REQUIREMENT
Extend the article on the Argentine actor Mariano Argento below, picking up right after its final sentence.

- Born: December 5, 1962 (age 63) Argentina
- Occupation: Television actor

= Mariano Argento =

Argentine television actor

Mariano Argento (born December 5, 1962) is an Argentine television actor who has primarily appeared on Argentine television. He has appeared in over 15 Argentine television series and films since 1994.

==Career==
Argento began as a salesman and in his twenties was a branch manager of Banco del Buen Ayre. He entered the acting profession late and made his first television appearance in Poliladron in 1994. Then in 1995 he starred in the successful children's telenovela Chiquititas (known in English as Tiny Angels), created and produced by Cris Morena. In 1996 he starred in the telenovela 90-60-90 Modelos which first aired on January 8, 1996, on Canal 9 in Argentina. The series, which relates the story about beauty women, who had to choose their own destiny saw Argento feature alongside actors such as Natalia Oreiro, Silvia Kutika, Osvaldo Laport, Coraje Abalos and Florencia Bertotti.

GIVEN INFORMATION
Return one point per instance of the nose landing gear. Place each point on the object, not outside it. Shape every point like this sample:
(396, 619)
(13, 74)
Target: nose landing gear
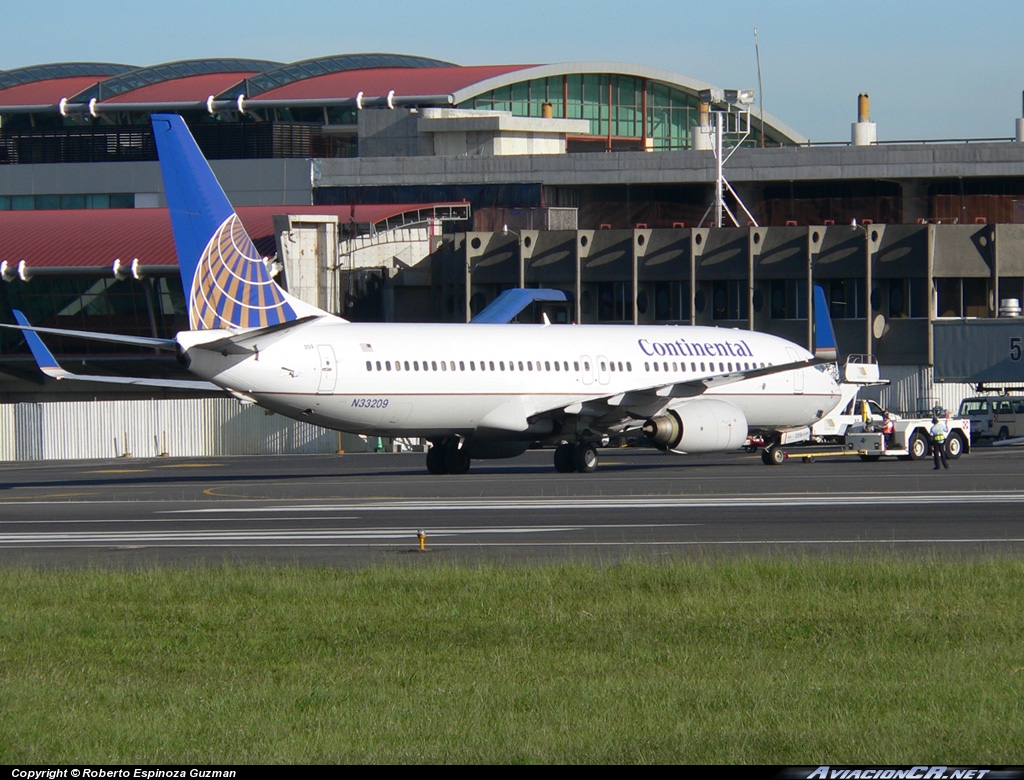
(580, 457)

THE REPLY
On October 6, 2004 he appeared in an episode of the series Los secretos de papá.

Argento directed Amigos de la infancia in 2003 and in 2009 he featured in the thriller The Secret in Their Eyes. Directed by Juan José Campanella and based on Eduardo Sacheri's novel La pregunta de sus ojos (The Question in Their Eyes), Argento appeared alongside Ricardo Darín, Soledad Villamil, Rafael Godino, Guillermo Francella and Pablo Rago.

==Filmography==
- Poliladron (TV series, 1994)
- Por siempre mujercitas (TV series, 1995)
- Sheik (TV series, 1995)
- La hermana mayor (TV series, 1995)
- Chiquititas (TV series, 1995)
- 90-60-90 modelos (TV series, 1996)
- Verano del '98 (TV series, 1998)
- Buenos vecinos (TV series, 1999)
- Provócame (TV series, 2001)
- Amigos de la infancia (2003)
- Soy gitano (TV episode, 2003)
- Rincón de luz (TV episode, 2003)
- Los secretos de papá (TV episode, 2004)
- Vientos de agua (TV episode, 2006)
- The Golden Door (2006)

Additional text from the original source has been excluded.